**Extracted data**

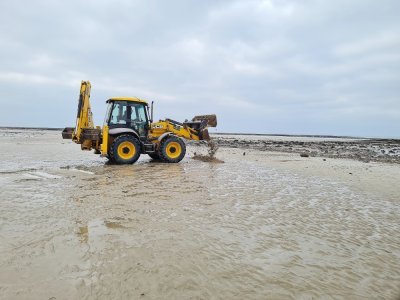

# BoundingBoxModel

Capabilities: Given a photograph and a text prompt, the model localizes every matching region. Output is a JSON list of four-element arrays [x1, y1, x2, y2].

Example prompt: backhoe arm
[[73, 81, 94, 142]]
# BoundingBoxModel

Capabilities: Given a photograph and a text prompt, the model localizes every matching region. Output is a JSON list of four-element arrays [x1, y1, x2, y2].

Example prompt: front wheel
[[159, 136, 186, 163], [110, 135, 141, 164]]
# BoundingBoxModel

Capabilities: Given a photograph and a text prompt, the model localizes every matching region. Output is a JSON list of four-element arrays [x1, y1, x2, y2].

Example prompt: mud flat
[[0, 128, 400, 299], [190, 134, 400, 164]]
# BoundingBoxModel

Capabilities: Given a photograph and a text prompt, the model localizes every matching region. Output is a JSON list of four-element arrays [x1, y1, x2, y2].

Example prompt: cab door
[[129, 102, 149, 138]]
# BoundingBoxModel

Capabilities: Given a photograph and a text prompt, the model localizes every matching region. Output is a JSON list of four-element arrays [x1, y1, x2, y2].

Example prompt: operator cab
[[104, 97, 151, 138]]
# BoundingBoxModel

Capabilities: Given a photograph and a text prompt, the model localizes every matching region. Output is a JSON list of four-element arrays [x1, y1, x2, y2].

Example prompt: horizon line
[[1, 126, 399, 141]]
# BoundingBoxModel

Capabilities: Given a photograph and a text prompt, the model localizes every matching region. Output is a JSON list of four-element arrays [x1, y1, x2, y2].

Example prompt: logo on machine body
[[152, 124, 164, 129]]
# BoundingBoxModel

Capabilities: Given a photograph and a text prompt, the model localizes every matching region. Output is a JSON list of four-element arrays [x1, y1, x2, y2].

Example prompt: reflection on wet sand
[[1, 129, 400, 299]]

**Description of the task**
The copy you give must repeat each record character for character, but it must not include the pictures.

**Answer to this exercise**
# BoundingBoxModel

Capabilities: Given a photograph and a text prompt, the model localizes every matching region. Output is a JSON list of four-element arrays [x1, y1, x2, y2].

Example prompt: backhoe arm
[[73, 81, 94, 142]]
# BoundingBoxModel

Capabilities: Given a photograph and a text prompt, the model localizes every matching region. Output is a JSON list of four-element arrays [x1, y1, x2, y2].

Example prompt: front wheel
[[159, 136, 186, 163], [110, 135, 141, 164]]
# BoundingBoxModel

Capabilities: Given a photograph and a text prompt, the model localizes every matching region. Output is a JSON list of four-element arrays [x1, y1, x2, y2].

Example prompt: mud flat
[[0, 128, 400, 299], [190, 134, 400, 164]]
# BoundingBoxModel

Capabilities: Given a photograph and a text prompt, the model localizes every matching region. Output is a JSON list of four-element arrays [x1, y1, x2, y2].

Example prompt: cab door
[[129, 102, 149, 138]]
# BoundingBoxModel

Capabilities: Given a photograph and a text prompt, the model localizes every matching region. Output is a JSON list of four-element arrays [x1, y1, x2, y2].

Example prompt: operator cab
[[104, 97, 151, 138]]
# BoundingBoxModel

Capabilities: Given a photograph and a text prompt, the model localizes every matching region. Output is a JSON list of four-element arrays [x1, y1, x2, y2].

Example prompt: horizon line
[[1, 126, 399, 141]]
# BoundingBoxModel

Capabilities: Given a photograph and a text prompt, the model localizes every matching region. Output is a JSON list of four-element arrays [x1, y1, x2, y2].

Example prompt: logo on machine body
[[152, 124, 164, 129]]
# BoundingBoxModel

Capabilities: Given a photograph and a text prompt, the model localizes every matching region. Output is a JSON list of four-element arrays [x1, y1, x2, y2].

Example prompt: reflection on wet sand
[[1, 129, 400, 299]]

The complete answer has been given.